**Task to carry out:**
Write out, word for word, the part of the listing below that opens with the line containing "smile in the photo above." and closes with the line containing "bracelet in the photo above.", keeping both of those lines and adding no others.

-- Task input follows --

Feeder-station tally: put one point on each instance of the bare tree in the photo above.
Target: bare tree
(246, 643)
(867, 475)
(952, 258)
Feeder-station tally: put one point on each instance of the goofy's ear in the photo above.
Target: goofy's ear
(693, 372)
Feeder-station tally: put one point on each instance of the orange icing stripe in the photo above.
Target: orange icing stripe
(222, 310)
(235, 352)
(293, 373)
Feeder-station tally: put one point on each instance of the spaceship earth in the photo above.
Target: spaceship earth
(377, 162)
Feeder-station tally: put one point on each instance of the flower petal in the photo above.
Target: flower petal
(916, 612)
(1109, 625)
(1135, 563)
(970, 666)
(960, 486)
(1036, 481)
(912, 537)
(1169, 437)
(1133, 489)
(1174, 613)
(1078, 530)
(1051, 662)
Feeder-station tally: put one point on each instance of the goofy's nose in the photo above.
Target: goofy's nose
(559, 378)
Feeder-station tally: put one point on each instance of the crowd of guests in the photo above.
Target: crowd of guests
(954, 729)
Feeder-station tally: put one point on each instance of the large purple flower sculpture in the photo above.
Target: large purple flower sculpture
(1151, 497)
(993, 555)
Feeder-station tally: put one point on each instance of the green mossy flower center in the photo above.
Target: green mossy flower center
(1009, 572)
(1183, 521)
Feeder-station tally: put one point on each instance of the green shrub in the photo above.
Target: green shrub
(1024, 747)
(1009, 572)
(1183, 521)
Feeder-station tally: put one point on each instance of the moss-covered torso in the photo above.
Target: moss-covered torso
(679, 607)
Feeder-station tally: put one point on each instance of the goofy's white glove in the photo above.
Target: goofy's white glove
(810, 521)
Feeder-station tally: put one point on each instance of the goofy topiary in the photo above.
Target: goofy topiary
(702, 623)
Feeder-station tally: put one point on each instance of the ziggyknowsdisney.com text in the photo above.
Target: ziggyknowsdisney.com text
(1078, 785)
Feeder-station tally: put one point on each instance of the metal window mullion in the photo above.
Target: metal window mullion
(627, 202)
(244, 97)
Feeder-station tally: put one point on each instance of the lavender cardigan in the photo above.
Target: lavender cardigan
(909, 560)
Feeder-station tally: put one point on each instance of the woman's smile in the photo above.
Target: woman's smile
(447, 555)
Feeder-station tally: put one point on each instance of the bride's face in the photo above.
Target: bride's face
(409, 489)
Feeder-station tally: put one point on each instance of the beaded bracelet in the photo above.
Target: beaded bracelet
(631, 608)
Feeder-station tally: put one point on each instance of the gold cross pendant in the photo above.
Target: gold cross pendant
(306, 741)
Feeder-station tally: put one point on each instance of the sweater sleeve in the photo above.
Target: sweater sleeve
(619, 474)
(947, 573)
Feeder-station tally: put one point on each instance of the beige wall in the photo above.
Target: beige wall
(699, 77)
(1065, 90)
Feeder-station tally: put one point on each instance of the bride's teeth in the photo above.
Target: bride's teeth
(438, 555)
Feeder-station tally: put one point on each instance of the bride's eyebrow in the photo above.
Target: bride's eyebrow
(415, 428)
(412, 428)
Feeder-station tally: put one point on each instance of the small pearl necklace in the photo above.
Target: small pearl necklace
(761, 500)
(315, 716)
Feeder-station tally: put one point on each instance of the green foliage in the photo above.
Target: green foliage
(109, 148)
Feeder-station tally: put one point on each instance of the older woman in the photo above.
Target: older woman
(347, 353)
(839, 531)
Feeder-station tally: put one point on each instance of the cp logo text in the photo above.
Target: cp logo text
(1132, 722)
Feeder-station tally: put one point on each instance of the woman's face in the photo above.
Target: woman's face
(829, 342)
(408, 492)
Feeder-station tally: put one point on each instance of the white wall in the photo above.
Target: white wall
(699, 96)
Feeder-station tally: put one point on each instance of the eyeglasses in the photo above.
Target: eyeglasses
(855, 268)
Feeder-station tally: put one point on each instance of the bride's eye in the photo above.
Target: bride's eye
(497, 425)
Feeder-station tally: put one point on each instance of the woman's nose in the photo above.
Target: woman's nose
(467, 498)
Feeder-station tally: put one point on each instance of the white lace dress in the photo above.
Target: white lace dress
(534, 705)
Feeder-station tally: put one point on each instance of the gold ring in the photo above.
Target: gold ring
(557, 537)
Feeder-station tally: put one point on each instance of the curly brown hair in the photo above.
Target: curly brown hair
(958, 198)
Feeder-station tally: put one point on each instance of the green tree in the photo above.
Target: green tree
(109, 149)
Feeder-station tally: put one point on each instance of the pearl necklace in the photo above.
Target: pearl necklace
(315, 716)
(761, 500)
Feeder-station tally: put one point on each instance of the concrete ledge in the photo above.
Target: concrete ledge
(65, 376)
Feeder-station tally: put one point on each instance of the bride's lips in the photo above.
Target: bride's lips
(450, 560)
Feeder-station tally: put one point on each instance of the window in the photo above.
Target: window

-- Task input concluded --

**Result for this task:**
Feeder-station tally: put one point on each instance of the woman's smile in the photo above.
Target: woman's smile
(447, 555)
Feeder-station tally: put one point on each instance of the bride's face in the photo above.
Target: bride's face
(409, 489)
Feeder-station tally: put one point on each instance of the beaded bracelet in the photo above.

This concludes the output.